**YOUR GOAL**
Can you reproduce word for word the lines below, starting with the one containing "on the beaded" and going on through the one containing "point(325, 89)", with both of those lines included?

# start of DATA ROWS

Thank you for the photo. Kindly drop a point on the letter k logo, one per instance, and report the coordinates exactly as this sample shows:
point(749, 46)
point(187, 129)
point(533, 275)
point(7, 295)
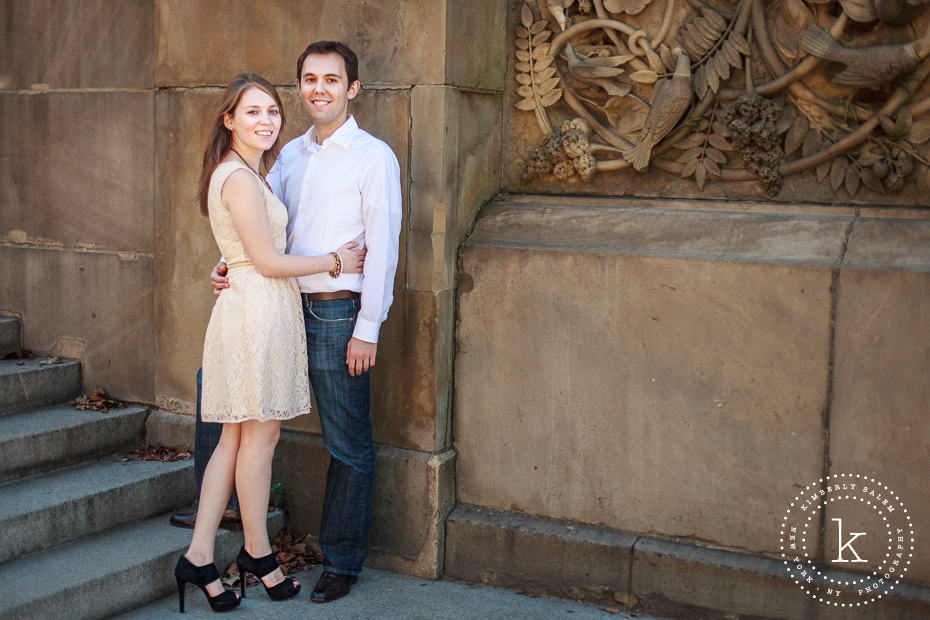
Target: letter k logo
point(848, 543)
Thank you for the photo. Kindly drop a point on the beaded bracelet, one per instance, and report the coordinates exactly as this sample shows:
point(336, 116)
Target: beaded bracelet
point(337, 270)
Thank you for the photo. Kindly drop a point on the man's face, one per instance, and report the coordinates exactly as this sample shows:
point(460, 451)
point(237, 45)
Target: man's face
point(325, 89)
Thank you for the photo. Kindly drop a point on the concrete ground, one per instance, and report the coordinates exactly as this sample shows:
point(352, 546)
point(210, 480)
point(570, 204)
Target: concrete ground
point(382, 594)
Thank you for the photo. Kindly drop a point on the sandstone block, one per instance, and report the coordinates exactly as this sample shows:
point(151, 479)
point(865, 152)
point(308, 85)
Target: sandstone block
point(270, 37)
point(69, 179)
point(620, 386)
point(89, 44)
point(97, 306)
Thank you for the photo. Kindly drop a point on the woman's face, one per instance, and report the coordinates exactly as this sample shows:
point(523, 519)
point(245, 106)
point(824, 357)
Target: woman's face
point(255, 122)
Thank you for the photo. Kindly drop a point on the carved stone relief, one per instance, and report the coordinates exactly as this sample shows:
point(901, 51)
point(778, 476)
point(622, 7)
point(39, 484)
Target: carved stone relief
point(724, 92)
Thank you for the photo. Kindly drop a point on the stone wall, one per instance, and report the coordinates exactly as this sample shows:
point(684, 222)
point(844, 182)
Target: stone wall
point(104, 252)
point(77, 185)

# end of DATA ROWS

**IN RESPONSE**
Thank you for the photo. Kindly drop a point on the beaded bracelet, one per instance, and report the coordinates exactly as this sample shows:
point(336, 116)
Target: beaded bracelet
point(337, 270)
Thank you for the photo. Kindly drop a point on the man's face, one per instance, and report the coordinates exactly as this sample shows:
point(460, 451)
point(237, 45)
Target: man's face
point(325, 89)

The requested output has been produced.